- [REQUIRED WORK]:
Extract every line below that contains the word "whether".
##### EXTRACTED DATA
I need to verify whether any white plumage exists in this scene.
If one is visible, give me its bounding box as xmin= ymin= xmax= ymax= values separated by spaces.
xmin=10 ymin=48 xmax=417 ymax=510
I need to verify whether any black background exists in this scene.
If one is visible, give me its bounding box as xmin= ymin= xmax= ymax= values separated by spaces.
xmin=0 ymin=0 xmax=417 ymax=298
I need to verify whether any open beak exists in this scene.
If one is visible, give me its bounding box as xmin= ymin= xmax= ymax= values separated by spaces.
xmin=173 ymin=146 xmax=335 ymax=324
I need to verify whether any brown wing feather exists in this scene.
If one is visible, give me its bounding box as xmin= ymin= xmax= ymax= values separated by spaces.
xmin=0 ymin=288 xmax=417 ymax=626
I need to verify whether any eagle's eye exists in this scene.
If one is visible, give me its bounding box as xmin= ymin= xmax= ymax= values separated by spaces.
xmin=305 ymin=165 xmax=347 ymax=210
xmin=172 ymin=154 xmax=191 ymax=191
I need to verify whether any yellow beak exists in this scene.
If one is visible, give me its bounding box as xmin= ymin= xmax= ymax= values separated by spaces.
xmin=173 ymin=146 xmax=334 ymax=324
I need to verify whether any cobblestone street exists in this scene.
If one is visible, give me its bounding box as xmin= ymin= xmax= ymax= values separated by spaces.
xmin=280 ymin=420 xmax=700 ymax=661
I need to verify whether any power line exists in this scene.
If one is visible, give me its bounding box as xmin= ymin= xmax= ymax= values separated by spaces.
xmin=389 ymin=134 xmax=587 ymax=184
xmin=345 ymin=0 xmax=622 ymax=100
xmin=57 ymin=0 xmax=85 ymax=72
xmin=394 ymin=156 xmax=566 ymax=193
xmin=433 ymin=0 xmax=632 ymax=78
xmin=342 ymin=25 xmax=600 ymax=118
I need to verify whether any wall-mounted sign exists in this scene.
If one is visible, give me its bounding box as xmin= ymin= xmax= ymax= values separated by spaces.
##########
- [OUTPUT OF THE TASK]:
I need to verify whether any white plumage exists in this scene.
I need to verify whether any black background exists in this scene.
I need to verify whether any open beak exists in this scene.
I need to verify whether any brown wing feather exists in this scene.
I need to verify whether any eagle's eye exists in this scene.
I need to verify whether any yellow beak exists in this scene.
I need to verify whether any cobblestone street exists in this scene.
I need to verify whether any power line exists in this scene.
I need to verify whether any wall-mounted sign exists in this scene.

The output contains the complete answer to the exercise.